* begin Source text *

To summarize the differences between conditions and modalities, Figure 4 depicts the mean of all participants’ electrodes contrasting each condition in both the visual and the auditory modality. The frequencies of interest are marked with a vertical line to make it easier to see the meter-induced peaks at the subharmonics of the beat. Similar to the findings in the amplitude spectra, there are larger peaks at 0.8 Hz for the ternary condition in both modalities, but there is a peak at 1.2 Hz for the binary condition in the auditory modality only. In contrast with our first analyses, no differences arise between modalities at the frequency of the beat (2.4 Hz) in the power spectra. This is due to the use of the beat condition as a baseline. Given that beat is similarly induced in all conditions, dividing the two conditions will result in a relative value close to zero.
FIGURE 4. Normalized power spectra of the binary and ternary conditions for the mean of all participants and electrodes in both the auditory and the visual modalities. In both auditory (top) and visual (bottom) modalities, a peak for the ternary condition (green line) appears at 0.8 Hz (green dotted line). A peak for the binary condition (red line) at 1.2 Hz (red dotted line) is only observed in the auditory modality. There is no contrasting peak at 2.4 Hz (blue dotted line) in either modality. ∗p < 0.05, ∗∗p < 0.01.

* end Source text *

--- To do ---
**a)** Answer these questions using the source text:
(i) At what frequency do larger peaks appear for the ternary condition?
(ii) Which condition served as the baseline?
(iii) What color is the line for the binary condition in Figure 4?
**b)** List every frequency value that appears in the source text.
**c)** Reproduce the part of the source text that opens with the words "FIGURE 4. Normalized" and closes with "0.05, ∗∗p < 0.01.", renaming "dotted line" as "dashed line" throughout.

* begin Extracted data *

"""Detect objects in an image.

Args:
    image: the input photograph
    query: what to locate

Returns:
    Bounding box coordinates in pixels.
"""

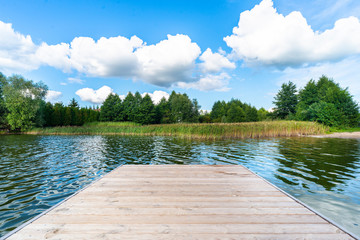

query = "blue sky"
[0,0,360,109]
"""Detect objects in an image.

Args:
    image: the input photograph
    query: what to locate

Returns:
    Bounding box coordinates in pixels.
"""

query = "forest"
[0,73,359,131]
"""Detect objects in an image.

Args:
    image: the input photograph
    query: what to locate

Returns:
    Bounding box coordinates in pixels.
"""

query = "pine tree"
[273,82,298,119]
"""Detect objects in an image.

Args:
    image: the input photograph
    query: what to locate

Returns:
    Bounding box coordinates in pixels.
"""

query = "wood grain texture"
[8,165,353,240]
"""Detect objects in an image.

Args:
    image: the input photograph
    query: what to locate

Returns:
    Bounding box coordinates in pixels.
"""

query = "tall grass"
[26,121,328,139]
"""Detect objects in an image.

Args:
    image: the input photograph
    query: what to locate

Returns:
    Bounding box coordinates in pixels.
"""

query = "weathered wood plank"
[9,165,352,240]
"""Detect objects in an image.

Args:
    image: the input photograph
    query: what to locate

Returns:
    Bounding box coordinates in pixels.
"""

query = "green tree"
[0,72,7,129]
[64,107,72,126]
[296,76,359,127]
[258,108,269,121]
[51,103,65,126]
[3,76,47,131]
[134,94,156,124]
[100,94,121,122]
[210,101,228,122]
[227,104,246,122]
[155,97,171,123]
[273,82,298,119]
[169,91,199,123]
[44,102,54,127]
[123,92,135,121]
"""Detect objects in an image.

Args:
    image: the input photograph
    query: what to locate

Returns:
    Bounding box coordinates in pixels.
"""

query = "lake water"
[0,135,360,236]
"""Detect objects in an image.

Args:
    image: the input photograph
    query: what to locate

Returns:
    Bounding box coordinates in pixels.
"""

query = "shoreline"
[0,121,328,140]
[309,132,360,139]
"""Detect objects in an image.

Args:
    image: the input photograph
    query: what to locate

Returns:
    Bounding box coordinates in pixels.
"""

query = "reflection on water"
[0,136,360,236]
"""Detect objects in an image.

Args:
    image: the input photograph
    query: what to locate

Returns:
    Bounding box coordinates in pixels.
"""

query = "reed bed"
[26,121,328,139]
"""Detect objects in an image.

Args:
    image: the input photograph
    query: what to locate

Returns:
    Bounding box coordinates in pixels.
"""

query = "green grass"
[327,127,360,133]
[25,121,328,139]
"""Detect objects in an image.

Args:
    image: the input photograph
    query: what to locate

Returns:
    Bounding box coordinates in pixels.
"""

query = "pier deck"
[8,165,353,240]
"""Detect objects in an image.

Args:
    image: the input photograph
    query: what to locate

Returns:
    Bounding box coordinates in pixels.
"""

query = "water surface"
[0,135,360,236]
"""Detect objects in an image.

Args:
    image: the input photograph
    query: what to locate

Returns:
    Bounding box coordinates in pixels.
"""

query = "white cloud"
[0,21,235,92]
[68,78,85,84]
[45,90,62,102]
[76,86,114,104]
[36,43,72,73]
[278,56,360,101]
[177,73,230,92]
[0,21,40,74]
[200,48,236,73]
[135,34,201,87]
[141,91,170,104]
[224,0,360,66]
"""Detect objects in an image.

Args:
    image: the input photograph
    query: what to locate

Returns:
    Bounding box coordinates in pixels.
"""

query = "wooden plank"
[9,165,352,240]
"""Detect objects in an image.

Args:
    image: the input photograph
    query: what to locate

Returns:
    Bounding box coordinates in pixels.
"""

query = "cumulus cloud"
[224,0,360,67]
[200,48,236,73]
[0,21,235,91]
[135,34,201,87]
[45,90,62,102]
[141,91,170,104]
[75,86,114,104]
[278,56,360,101]
[0,21,40,73]
[68,77,85,84]
[177,73,230,92]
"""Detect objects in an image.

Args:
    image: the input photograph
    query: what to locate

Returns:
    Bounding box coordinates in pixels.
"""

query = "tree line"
[0,73,100,131]
[100,91,200,124]
[203,99,268,123]
[273,76,359,127]
[0,73,359,131]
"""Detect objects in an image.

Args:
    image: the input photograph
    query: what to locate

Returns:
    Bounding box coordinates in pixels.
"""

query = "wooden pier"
[8,165,353,240]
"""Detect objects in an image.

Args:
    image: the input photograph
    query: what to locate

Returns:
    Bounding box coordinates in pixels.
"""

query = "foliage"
[3,76,47,131]
[28,121,328,139]
[0,72,7,129]
[100,92,200,124]
[210,99,265,123]
[296,76,359,127]
[273,82,298,119]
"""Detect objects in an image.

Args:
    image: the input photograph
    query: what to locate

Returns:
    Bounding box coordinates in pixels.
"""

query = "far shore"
[310,132,360,139]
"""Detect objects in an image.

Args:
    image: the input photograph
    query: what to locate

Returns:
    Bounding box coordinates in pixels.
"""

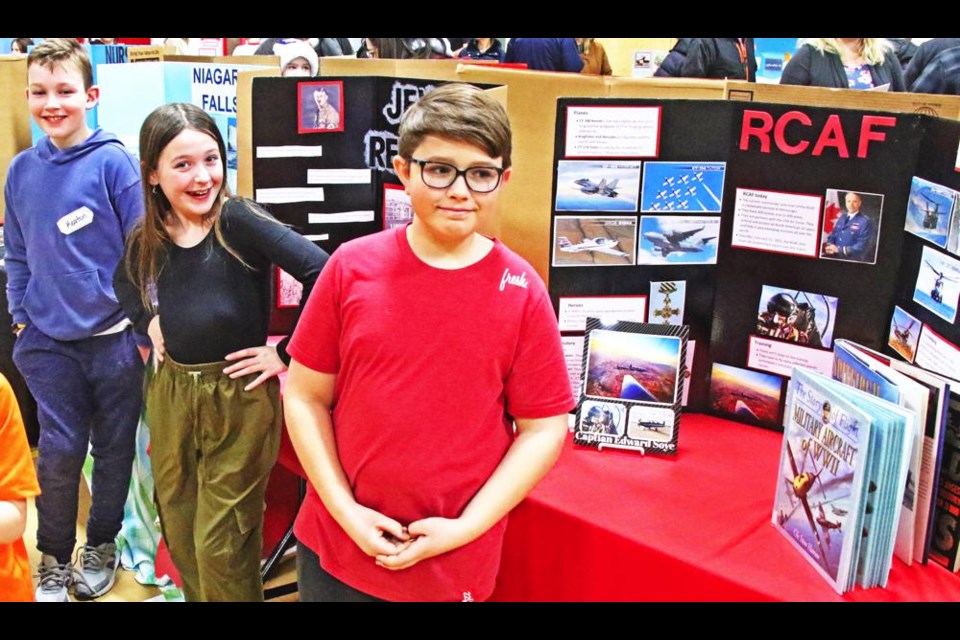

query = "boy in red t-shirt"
[284,84,574,601]
[0,374,40,602]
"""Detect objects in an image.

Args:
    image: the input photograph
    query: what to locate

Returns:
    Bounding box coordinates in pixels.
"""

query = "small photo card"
[820,189,883,264]
[297,80,344,133]
[913,245,960,323]
[556,160,641,213]
[553,216,637,267]
[709,362,783,427]
[640,162,727,213]
[637,216,720,265]
[757,285,837,349]
[887,307,923,362]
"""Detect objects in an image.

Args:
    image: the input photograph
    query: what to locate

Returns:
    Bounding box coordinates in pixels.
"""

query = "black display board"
[550,98,730,416]
[550,98,960,429]
[252,77,440,333]
[884,118,960,372]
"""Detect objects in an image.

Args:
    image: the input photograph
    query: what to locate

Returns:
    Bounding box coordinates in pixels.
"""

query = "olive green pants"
[146,355,282,602]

* end Extracted data *

--- The results ---
**a)**
(i) 0.8 Hz
(ii) The beat condition
(iii) Red

**b)** 0.8 Hz, 1.2 Hz, 2.4 Hz

**c)**
FIGURE 4. Normalized power spectra of the binary and ternary conditions for the mean of all participants and electrodes in both the auditory and the visual modalities. In both auditory (top) and visual (bottom) modalities, a peak for the ternary condition (green line) appears at 0.8 Hz (green dashed line). A peak for the binary condition (red line) at 1.2 Hz (red dashed line) is only observed in the auditory modality. There is no contrasting peak at 2.4 Hz (blue dashed line) in either modality. ∗p < 0.05, ∗∗p < 0.01.